# Help with deciding on screen wall



## santosh (Sep 29, 2013)

Hi All
First time poster and need help with deciding which wall to place the screen on.
Getting ready to build a new home theater in the basement. Room size is 13'6'' x 20'9''. There is a beam in the room as shown. Clearance under the beam finished is 7'7''. The ceiling heights vary on either side of the beam as shown.
Plan is to have 2 row of seats with a 10 inch riser for the 2nd row and preferably a 120 inch 16:9 screen. 
I need input as to which wall to place the screen on. I am concerned about the ceiling mounted projector as it has to be below 7'7'' to clear the beam. Please the illustration. Any other suggestions is welcome.
Thanks


----------



## Prof. (Oct 20, 2006)

Hi Santosh..and welcome to HTS

My suggestion would be to mount the screen on wall "B"..That should give you enough length to mount the projector in front of the beam..
Your ceiling height forward of the beam is 8'8", so there is plenty of height to mount the projector..


----------



## jbrown15 (Dec 7, 2011)

So from the beam towards wall A the finished ceiling height is only 7'8"? 
If that's the case I would use wall A as the screen wall, have the bottom on the screen 24" off of the floor and that would still give you plenty of clearance to use a 120" screen.

Not too mention you wouldn't be opening the door and then having to step right up onto the rising. 

Could I make a suggestion, your room in just screen for a front stage/false wall setup along with using an acoustically transparent screen! You would easily be able to hind your speakers behind the wall and screen, so all you would see is a nice screen and stage. 

Your room is basically the exact same size as mine and it would work perfect!


----------



## santosh (Sep 29, 2013)

Prof. said:


> Hi Santosh..and welcome to HTS
> 
> My suggestion would be to mount the screen on wall "B"..That should give you enough length to mount the projector in front of the beam..
> Your ceiling height forward of the beam is 8'8", so there is plenty of height to mount the projector..


Thanks for the reply.
The concern I have is that the projector would be 12 feet ( 10 Feet if i do a false wall). That limits me to a short throw projector of which there are few options.
Thanks


----------



## santosh (Sep 29, 2013)

jbrown15 said:


> So from the beam towards wall A the finished ceiling height is only 7'8"?
> If that's the case I would use wall A as the screen wall, have the bottom on the screen 24" off of the floor and that would still give you plenty of clearance to use a 120" screen.
> 
> Not too mention you wouldn't be opening the door and then having to step right up onto the rising.
> ...


Thanks how much space did you leave behind the false wall.


----------



## jbrown15 (Dec 7, 2011)

santosh said:


> Thanks for the reply.
> The concern I have is that the projector would be 12 feet ( 10 Feet if i do a false wall). That limits me to a short throw projector of which there are few options.
> Thanks


Sorry, why would the projector only be 12ft or 10ft if you did a false wall setup?

It's usually a good idea to leave a minimum of 24" of spacing between the wall and the false wall.


----------



## santosh (Sep 29, 2013)

jbrown15 said:


> Sorry, why would the projector only be 12ft or 10ft if you did a false wall setup?
> 
> It's usually a good idea to leave a minimum of 24" of spacing between the wall and the false wall.

Direction 1: Reproduce the home theater thread word for word, everything from "# Help with" down to "beam as shown.".
The home theater thread has no connection to the listing after it.

Dataset rows:
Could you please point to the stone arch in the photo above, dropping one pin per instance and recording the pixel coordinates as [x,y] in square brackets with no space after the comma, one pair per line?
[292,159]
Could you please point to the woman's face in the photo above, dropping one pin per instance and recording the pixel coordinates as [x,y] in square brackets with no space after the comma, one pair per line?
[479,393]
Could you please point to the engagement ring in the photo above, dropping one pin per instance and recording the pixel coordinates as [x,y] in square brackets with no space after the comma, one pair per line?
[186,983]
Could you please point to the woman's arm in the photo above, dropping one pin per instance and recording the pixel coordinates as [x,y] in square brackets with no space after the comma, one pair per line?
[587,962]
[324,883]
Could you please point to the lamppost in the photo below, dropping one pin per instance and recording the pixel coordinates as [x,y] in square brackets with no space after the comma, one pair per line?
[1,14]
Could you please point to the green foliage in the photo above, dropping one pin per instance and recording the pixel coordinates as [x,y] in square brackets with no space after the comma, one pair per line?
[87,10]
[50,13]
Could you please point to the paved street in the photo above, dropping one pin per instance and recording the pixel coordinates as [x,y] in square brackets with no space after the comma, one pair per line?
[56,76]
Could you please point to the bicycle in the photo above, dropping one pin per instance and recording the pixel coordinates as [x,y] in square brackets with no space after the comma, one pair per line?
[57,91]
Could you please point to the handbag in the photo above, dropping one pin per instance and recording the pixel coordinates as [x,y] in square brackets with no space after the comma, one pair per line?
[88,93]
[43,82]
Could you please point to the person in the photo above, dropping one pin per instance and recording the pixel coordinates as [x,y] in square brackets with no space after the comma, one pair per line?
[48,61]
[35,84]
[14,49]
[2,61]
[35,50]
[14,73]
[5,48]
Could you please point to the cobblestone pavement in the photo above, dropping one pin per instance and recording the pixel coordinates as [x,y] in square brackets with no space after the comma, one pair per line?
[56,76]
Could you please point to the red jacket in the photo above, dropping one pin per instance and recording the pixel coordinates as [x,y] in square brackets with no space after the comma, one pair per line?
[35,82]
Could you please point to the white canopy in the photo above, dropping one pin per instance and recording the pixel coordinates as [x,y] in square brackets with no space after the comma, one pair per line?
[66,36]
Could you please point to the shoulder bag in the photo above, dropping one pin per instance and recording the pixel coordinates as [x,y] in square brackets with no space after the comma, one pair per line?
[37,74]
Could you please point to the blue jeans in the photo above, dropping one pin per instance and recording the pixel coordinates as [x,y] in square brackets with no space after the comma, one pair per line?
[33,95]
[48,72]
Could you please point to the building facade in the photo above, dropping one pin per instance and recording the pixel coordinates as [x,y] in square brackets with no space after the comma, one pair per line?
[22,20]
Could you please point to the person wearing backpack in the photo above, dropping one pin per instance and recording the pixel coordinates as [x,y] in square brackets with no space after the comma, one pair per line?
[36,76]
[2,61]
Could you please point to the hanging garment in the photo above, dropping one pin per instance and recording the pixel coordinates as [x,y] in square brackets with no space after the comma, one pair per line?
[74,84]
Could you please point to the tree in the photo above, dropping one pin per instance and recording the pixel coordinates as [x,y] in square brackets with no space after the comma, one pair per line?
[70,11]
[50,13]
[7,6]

Direction 2: In the listing, change "tree" to "oak tree" and give back everything from the line containing "Could you please point to the tree" down to the end of the listing, leaving all else unchanged.

Finished answer 1:
# Help with deciding on screen wall



## santosh (Sep 29, 2013)

Hi All
First time poster and need help with deciding which wall to place the screen on.
Getting ready to build a new home theater in the basement. Room size is 13'6'' x 20'9''. There is a beam in the room as shown. Clearance under the beam finished is 7'7''. The ceiling heights vary on either side of the beam as shown.

Finished answer 2:
Could you please point to the oak tree in the photo above, dropping one pin per instance and recording the pixel coordinates as [x,y] in square brackets with no space after the comma, one pair per line?
[70,11]
[50,13]
[7,6]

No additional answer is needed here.